*Problems to solve:*
[a] Reproduce the part of the Megaton Rainfall review below from "Developed by Pentadimensional" to "as you fight.".
[b] Answer these questions from the Megaton Rainfall review below:
(i) On what hardware and screen did the writer first see the game running?
(ii) Which studio developed the game?
(iii) What is the player's success measured by?

*Document section:*
When I first saw Megaton Rainfall it was running on a PS4 Pro on a standard TV screen and I was blown away. The ability to explore an entire planet combined with some stunning city-wide destruction seemed overwhelming. As impressed as I was, though, I was sure the game probably wouldn’t hold up on PSVR, especially running on my standard PS4. Well, I’m very happy to be wrong.

Developed by Pentadimensional Games, Megaton Rainfall is sort of like a superhero simulator inside Google Earth. You control a supernatural being not too dissimilar to Superman, with the ability to fly across the globe in seconds, shoot energy blasts from your hands, stop time and more. You’re also invincible, which comes in handy as you take on waves of alien invaders that threaten to level entire cities. Cleverly, your success isn’t measured on your own health but instead the casualties you avoid as you fight.

*Information supplied:*
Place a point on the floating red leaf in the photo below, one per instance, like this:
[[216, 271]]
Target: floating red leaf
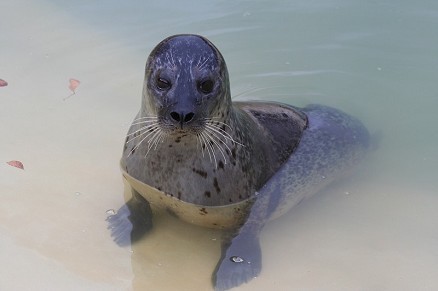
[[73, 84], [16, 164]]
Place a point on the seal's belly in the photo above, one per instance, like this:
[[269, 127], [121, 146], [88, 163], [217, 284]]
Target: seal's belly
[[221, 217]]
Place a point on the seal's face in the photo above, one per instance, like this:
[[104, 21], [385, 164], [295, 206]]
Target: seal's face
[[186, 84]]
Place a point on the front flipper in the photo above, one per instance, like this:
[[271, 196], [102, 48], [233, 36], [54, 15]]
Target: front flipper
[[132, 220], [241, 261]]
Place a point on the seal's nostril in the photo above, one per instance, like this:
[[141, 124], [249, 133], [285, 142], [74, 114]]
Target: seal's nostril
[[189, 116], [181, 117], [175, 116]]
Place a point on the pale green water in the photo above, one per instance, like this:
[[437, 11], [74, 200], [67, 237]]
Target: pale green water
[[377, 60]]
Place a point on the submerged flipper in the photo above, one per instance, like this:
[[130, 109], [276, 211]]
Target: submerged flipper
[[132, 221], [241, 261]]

---

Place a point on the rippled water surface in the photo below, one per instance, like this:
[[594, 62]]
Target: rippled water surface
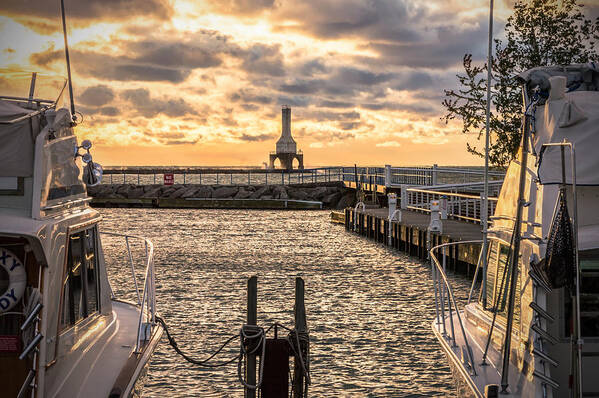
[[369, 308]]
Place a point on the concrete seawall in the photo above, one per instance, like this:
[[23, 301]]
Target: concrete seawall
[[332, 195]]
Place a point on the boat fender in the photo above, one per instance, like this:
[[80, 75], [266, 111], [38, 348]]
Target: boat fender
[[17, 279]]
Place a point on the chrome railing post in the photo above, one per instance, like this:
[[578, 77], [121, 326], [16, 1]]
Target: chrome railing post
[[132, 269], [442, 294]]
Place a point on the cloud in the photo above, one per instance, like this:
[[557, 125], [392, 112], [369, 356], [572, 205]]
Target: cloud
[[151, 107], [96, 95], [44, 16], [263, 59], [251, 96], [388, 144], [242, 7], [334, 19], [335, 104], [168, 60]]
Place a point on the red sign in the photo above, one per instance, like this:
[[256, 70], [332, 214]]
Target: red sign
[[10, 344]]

*Outputs by task:*
[a]
Developed by Pentadimensional Games, Megaton Rainfall is sort of like a superhero simulator inside Google Earth. You control a supernatural being not too dissimilar to Superman, with the ability to fly across the globe in seconds, shoot energy blasts from your hands, stop time and more. You’re also invincible, which comes in handy as you take on waves of alien invaders that threaten to level entire cities. Cleverly, your success isn’t measured on your own health but instead the casualties you avoid as you fight.

[b]
(i) A PS4 Pro on a standard TV screen.
(ii) Pentadimensional Games.
(iii) The casualties the player avoids while fighting, not the player's own health.